▶ **Given task**
Copy out the material word for word, from its first line through the line that contains "pixel 60 723", including both ends.

•••

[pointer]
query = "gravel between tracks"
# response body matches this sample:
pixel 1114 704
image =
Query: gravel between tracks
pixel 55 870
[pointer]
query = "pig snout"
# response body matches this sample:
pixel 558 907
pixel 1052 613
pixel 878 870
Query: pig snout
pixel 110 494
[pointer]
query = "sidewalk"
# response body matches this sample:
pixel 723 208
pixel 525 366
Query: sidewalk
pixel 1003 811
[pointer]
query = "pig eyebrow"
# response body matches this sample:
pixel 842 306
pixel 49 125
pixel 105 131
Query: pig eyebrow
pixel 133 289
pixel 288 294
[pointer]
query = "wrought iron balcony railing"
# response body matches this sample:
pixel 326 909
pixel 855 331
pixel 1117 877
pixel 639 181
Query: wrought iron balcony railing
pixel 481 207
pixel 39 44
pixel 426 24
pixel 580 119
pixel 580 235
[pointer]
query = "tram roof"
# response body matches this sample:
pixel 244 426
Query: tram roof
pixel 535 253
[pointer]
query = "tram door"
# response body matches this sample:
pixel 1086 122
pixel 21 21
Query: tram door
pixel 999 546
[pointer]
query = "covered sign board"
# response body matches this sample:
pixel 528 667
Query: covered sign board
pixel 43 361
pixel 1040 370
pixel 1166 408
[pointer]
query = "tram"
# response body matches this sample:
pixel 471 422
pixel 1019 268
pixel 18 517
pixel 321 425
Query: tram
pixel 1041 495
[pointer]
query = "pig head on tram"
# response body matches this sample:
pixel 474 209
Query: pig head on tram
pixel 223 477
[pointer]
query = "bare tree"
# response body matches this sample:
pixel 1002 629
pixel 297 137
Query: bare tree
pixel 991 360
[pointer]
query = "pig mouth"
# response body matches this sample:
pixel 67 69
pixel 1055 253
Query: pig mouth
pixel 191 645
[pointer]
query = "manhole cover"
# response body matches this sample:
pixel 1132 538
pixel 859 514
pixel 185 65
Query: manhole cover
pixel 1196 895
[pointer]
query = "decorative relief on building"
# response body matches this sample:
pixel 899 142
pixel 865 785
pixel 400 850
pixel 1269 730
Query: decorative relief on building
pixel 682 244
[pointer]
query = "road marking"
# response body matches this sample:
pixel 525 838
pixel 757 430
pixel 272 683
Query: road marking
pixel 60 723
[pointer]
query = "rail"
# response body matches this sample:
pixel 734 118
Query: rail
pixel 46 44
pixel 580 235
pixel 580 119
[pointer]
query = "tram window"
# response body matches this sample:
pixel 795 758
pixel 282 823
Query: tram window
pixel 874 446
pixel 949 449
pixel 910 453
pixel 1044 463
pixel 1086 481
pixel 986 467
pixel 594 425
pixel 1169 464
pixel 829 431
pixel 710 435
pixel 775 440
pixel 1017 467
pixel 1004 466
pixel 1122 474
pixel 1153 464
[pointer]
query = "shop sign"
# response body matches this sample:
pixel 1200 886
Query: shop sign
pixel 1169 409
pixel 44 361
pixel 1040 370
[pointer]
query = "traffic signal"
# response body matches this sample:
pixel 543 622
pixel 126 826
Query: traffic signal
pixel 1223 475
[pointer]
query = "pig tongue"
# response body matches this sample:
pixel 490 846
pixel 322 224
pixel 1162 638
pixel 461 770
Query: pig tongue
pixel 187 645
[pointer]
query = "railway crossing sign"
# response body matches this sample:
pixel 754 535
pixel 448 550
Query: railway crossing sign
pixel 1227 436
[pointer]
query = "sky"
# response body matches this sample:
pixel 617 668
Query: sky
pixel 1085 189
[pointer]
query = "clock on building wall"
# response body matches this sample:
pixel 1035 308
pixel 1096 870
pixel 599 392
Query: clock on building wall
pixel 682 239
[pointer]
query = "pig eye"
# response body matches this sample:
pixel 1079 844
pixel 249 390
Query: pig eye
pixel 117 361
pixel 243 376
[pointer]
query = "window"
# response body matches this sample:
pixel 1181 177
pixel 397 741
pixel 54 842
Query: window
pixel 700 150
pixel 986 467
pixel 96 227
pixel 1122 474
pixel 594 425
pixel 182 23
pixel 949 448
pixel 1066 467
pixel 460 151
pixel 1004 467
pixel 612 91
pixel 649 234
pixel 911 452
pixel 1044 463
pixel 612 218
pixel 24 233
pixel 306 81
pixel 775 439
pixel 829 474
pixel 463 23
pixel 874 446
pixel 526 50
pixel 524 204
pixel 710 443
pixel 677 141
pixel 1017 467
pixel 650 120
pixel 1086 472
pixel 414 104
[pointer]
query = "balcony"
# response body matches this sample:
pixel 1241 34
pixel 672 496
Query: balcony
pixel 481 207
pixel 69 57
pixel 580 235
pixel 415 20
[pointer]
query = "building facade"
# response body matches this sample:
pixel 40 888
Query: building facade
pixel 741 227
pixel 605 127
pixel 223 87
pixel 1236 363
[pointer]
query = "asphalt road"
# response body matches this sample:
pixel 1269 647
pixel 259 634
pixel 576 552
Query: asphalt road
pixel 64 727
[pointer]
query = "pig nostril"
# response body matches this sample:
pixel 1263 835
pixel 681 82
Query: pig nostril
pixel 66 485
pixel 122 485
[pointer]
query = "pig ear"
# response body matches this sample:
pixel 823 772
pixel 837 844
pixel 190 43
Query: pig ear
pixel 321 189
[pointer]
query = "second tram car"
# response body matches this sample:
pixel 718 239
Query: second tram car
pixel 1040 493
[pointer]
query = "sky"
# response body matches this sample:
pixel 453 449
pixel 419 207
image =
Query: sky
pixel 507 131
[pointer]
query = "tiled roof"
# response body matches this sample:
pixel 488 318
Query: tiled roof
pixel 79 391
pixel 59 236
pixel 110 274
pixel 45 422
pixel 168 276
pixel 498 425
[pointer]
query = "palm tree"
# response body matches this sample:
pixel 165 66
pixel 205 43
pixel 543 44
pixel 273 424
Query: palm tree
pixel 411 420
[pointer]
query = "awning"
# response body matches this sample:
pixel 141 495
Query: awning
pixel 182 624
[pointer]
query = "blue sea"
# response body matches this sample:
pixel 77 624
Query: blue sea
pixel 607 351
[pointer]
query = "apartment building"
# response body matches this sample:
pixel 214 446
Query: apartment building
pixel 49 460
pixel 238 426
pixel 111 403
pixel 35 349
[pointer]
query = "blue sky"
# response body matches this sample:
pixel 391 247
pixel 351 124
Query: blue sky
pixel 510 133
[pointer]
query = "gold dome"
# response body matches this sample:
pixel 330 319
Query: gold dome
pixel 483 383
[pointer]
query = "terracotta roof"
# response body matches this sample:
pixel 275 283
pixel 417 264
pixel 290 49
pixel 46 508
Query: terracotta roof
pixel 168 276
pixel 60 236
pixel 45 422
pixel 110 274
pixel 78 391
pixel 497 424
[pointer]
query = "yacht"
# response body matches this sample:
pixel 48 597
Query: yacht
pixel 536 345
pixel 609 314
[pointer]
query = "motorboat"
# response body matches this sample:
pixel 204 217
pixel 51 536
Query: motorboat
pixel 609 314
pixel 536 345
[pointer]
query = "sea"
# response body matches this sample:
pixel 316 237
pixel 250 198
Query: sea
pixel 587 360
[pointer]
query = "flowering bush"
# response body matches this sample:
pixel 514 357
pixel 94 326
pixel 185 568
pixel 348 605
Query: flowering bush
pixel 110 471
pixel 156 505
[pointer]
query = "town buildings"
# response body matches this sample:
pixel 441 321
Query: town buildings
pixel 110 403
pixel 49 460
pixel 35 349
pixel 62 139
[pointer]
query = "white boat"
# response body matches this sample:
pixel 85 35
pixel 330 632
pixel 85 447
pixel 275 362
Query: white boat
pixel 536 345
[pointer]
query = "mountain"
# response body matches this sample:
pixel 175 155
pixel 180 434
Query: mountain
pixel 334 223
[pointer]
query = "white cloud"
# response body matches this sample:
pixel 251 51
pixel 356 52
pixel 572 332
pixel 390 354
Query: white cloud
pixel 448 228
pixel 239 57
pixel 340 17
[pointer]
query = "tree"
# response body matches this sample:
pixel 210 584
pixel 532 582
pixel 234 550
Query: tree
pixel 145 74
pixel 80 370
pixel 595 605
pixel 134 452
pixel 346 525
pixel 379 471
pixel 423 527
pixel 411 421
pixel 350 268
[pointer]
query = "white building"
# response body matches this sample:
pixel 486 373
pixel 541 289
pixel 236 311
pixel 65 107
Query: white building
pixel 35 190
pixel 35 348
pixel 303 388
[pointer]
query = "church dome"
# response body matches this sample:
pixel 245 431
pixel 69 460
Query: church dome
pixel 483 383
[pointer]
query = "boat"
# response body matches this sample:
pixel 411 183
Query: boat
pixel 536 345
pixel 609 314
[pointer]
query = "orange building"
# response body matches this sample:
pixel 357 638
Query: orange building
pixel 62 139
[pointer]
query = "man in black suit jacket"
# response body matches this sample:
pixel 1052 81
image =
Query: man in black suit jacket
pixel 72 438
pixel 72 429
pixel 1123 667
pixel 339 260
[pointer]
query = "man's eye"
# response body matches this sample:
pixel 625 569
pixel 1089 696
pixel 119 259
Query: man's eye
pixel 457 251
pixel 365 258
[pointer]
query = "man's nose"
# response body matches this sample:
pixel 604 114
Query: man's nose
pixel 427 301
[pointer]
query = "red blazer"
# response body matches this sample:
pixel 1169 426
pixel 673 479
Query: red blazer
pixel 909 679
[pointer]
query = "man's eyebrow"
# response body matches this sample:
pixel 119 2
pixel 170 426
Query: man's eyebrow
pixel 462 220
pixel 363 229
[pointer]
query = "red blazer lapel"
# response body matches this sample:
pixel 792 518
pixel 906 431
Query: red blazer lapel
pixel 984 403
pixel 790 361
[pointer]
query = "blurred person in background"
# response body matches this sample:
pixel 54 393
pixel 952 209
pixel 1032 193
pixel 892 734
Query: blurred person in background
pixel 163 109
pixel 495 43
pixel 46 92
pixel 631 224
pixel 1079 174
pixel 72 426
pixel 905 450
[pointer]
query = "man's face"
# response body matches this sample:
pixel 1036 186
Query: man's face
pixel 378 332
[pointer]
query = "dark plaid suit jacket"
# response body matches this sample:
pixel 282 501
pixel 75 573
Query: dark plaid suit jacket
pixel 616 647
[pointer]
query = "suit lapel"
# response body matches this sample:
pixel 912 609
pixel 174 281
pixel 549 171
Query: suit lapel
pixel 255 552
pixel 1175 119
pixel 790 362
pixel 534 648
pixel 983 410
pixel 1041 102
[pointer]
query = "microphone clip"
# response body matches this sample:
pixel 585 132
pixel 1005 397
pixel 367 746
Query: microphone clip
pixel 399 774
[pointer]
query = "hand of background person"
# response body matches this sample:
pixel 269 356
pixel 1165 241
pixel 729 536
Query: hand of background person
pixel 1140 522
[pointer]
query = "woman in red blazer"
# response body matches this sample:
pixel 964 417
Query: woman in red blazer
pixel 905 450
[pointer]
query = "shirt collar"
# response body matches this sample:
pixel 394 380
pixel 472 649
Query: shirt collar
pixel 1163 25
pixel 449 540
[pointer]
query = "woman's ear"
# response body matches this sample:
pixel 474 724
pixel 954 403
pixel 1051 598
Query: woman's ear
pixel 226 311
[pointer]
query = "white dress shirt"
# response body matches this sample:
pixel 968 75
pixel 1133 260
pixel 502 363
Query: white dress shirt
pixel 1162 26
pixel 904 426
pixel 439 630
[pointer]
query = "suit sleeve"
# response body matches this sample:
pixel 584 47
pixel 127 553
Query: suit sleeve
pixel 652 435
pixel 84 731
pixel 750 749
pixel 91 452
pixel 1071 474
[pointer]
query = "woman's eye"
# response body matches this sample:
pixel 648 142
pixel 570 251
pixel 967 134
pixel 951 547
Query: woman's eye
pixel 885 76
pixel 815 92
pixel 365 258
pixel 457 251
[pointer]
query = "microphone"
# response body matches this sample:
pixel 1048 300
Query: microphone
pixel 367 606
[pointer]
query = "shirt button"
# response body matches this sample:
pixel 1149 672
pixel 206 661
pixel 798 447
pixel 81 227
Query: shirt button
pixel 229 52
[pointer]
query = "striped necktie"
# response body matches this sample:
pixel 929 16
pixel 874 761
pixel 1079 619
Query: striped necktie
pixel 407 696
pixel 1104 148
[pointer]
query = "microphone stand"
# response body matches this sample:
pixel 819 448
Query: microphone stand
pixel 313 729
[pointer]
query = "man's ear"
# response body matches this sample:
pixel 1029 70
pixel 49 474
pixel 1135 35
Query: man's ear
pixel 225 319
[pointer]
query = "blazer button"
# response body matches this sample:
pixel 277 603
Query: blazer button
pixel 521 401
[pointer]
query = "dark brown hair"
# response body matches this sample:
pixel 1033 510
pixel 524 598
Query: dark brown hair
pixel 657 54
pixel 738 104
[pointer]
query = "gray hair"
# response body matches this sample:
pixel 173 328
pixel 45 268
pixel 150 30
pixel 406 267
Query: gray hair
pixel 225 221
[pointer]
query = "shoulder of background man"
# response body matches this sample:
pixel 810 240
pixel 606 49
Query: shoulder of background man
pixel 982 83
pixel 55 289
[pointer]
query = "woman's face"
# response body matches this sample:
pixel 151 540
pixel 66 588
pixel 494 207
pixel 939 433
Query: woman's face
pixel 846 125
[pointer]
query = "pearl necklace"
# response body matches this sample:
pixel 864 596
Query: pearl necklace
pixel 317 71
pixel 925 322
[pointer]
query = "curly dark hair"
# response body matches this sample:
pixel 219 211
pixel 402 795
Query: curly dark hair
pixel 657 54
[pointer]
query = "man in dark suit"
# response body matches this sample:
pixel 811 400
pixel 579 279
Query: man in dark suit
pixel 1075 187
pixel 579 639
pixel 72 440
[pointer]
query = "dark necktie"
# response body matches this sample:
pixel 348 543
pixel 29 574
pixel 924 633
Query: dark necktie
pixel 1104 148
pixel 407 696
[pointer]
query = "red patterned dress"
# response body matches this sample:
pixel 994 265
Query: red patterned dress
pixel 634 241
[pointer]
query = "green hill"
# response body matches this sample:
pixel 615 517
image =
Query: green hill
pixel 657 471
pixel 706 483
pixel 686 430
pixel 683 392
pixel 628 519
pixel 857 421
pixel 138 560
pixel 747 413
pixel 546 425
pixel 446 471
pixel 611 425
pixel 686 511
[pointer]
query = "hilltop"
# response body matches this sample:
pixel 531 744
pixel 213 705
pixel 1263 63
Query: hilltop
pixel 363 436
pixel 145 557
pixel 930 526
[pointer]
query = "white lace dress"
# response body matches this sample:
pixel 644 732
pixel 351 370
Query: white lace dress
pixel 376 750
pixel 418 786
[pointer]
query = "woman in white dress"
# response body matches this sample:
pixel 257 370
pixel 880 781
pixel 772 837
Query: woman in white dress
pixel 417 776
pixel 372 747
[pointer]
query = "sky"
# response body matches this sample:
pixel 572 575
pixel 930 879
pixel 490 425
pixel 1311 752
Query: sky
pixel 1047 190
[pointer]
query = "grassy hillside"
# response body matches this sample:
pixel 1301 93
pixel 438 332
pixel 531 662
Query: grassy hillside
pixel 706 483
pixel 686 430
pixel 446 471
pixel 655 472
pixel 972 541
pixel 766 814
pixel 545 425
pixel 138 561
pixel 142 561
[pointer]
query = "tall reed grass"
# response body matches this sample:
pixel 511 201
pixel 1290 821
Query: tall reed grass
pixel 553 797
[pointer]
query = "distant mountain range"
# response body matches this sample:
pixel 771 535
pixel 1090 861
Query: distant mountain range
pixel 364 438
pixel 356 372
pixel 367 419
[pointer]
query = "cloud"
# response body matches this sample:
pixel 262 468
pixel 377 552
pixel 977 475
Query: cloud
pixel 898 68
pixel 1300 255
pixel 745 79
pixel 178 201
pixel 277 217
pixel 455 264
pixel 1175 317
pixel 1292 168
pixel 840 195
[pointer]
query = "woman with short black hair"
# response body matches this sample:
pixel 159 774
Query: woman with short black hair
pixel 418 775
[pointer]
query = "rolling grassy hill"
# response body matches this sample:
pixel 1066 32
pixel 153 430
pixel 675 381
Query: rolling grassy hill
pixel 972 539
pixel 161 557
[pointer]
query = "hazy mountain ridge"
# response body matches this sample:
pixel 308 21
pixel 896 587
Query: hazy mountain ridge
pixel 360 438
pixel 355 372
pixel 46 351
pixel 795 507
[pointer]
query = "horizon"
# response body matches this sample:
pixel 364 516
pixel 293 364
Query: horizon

•••

▶ **Result**
[pointer]
query = "gravel between tracks"
# response body matches this sample:
pixel 1114 704
image =
Query: gravel between tracks
pixel 55 870
[pointer]
query = "pig snout"
# response body matches this sample:
pixel 558 907
pixel 1052 613
pixel 878 870
Query: pig snout
pixel 110 494
[pointer]
query = "sidewalk"
# response body matches this sample:
pixel 723 208
pixel 525 366
Query: sidewalk
pixel 1003 811
[pointer]
query = "pig eyebrow"
# response body matches this sample:
pixel 842 306
pixel 49 125
pixel 105 131
Query: pig eyebrow
pixel 133 289
pixel 288 294
[pointer]
query = "wrought iron balcony railing"
# response body matches this sample:
pixel 326 909
pixel 855 331
pixel 1117 877
pixel 639 181
Query: wrought iron balcony railing
pixel 481 207
pixel 39 44
pixel 426 24
pixel 580 119
pixel 580 235
[pointer]
query = "tram roof"
# response body matches this sample:
pixel 244 426
Query: tram roof
pixel 535 253
[pointer]
query = "tram door"
# response body matches this sample:
pixel 1086 122
pixel 21 21
Query: tram door
pixel 999 546
[pointer]
query = "covered sign board"
# response body matches this sample:
pixel 528 667
Query: covered sign board
pixel 43 361
pixel 1040 370
pixel 1166 408
[pointer]
query = "tram"
# response body matches this sample:
pixel 471 422
pixel 1019 268
pixel 18 517
pixel 321 425
Query: tram
pixel 1041 495
[pointer]
query = "pig head on tram"
# response body matches this sample:
pixel 474 209
Query: pig head on tram
pixel 223 477
[pointer]
query = "bare tree"
# response body matches this sample:
pixel 1002 629
pixel 297 137
Query: bare tree
pixel 991 360
[pointer]
query = "pig mouth"
# response body matches this sample:
pixel 67 69
pixel 1055 253
Query: pig mouth
pixel 191 645
[pointer]
query = "manhole cover"
# response body matches this sample:
pixel 1132 538
pixel 859 514
pixel 185 65
Query: manhole cover
pixel 1196 895
[pointer]
query = "decorative relief on building"
# response body matches this sample:
pixel 899 142
pixel 865 785
pixel 400 850
pixel 1269 730
Query: decorative relief on building
pixel 682 244
[pointer]
query = "road marking"
# response body matches this sample:
pixel 525 838
pixel 757 430
pixel 272 683
Query: road marking
pixel 60 723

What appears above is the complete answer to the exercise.